┌──

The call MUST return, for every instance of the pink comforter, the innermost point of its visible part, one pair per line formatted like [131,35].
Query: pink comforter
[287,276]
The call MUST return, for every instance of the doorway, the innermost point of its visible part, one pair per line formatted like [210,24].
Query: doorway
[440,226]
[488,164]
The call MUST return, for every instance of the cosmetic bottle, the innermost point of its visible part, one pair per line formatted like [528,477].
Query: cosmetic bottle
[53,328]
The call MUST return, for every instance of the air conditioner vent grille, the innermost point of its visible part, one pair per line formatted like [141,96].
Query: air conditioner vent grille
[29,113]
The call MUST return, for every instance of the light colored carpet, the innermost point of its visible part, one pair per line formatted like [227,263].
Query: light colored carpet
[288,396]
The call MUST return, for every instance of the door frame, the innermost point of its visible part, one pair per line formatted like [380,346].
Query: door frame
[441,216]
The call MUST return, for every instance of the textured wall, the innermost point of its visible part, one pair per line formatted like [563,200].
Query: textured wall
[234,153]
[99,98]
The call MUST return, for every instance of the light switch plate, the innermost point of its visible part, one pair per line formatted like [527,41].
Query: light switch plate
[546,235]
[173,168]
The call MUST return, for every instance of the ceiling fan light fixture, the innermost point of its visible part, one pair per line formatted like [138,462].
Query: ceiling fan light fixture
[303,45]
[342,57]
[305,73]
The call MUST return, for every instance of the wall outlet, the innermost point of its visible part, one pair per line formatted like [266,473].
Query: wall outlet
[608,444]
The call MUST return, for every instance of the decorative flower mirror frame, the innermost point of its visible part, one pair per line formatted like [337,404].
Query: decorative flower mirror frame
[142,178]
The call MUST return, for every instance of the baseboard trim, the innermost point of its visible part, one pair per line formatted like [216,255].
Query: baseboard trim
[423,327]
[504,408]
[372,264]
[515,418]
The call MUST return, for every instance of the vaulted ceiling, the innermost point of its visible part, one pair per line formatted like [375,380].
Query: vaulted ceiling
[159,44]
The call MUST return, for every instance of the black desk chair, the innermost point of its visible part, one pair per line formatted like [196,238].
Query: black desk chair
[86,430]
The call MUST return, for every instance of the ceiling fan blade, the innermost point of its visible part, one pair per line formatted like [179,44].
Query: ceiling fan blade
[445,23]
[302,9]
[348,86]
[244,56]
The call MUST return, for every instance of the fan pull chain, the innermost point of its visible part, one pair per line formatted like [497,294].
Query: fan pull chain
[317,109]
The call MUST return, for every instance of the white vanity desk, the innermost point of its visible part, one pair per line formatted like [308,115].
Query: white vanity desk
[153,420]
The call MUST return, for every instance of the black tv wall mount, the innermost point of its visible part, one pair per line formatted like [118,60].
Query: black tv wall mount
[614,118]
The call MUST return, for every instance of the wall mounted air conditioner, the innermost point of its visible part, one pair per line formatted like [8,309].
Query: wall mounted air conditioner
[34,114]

└──

● **WORK TASK**
An exact copy of the listing above is what is wanted.

● **EXPECTED ANSWER**
The call MUST return, for every instance of the pink comforter, the innermost point of its visible part, one pair per line formatted like [131,35].
Query: pink comforter
[287,276]
The call MUST return, for every instance of the doorway, the innermost point of its visible part, one pair per line formatted like [210,24].
Query: doorway
[440,226]
[488,164]
The call MUST return, for every instance of the cosmetic bottle, the innermost point of its visible part, one pair per line formatted like [528,477].
Query: cosmetic bottle
[53,328]
The call MUST return, for every instance of the air conditioner vent grille, the innermost point of its visible part, one pair per line formatted like [141,96].
Query: air conditioner vent grille
[29,113]
The call MUST return, for every instance of the light colored carpet, the innermost point of its visible part, one pair per line formatted like [227,263].
Query: light colored carpet
[288,396]
The call MUST return, for every instance of the door frame, the innermost point of its visible part, one pair per line formatted like [380,346].
Query: door frame
[441,216]
The call MUST return, for every instance of the textured wall, the innermost point of its visible part, one pair per line formatted like [563,200].
Query: textured wall
[234,153]
[99,98]
The call MUST return, for every instance of the light switch plate, the innermost point of its visible part, one pair per line formatted like [527,41].
Query: light switch plate
[546,235]
[173,168]
The call MUST return, for every instance of the ceiling fan light fixture, the innermost point of its visible part, one pair per line formatted like [138,462].
Query: ceiling fan light fixture
[303,45]
[342,57]
[305,73]
The call MUST return, for every instance of the wall outlet, the innermost point of its visible part, one pair per line formatted like [266,473].
Query: wall outlet
[608,444]
The call MUST return, for every instance of the decorative flower mirror frame, the innermost point of its visible part, one pair per line formatted like [337,404].
Query: decorative flower mirror frame
[142,178]
The call MUST return, for every instance of the baseboard trim, the innermost point of its visible part, one pair per line formatted like [216,255].
Query: baseboard trim
[423,327]
[504,408]
[372,264]
[515,418]
The call MUST return, for every instance of the vaulted ceiling, the innermost point of its visible part, one pair per line formatted like [375,380].
Query: vaulted ceiling
[159,44]
The call MUST return, for every instance of the black desk chair, the innermost point of its visible part, one pair per line formatted like [196,238].
Query: black desk chair
[86,430]
The call MUST return, for every instance of the ceiling fan blade, the innermost point of its visible part, one pair per line formatted like [179,44].
Query: ceiling fan blade
[445,23]
[302,9]
[348,86]
[244,56]
The call MUST return, for every instance of the fan pull chain, the innermost point of its visible part, one pair per line formatted like [497,294].
Query: fan pull chain
[317,109]
The call MUST return, for every instance of the white vanity desk, the innermost point of its visible part, one pair per line formatted like [308,115].
Query: white vanity desk
[153,420]
The call MUST return, for every instance of the black tv wall mount, the innermost point of its visible part, one pair per line formatted like [118,60].
Query: black tv wall mount
[614,118]
The call MUST return, for every instance of the wall mounted air conditioner, the innermost point of its visible part, one pair per line formatted like [8,309].
Query: wall mounted air conditioner
[34,114]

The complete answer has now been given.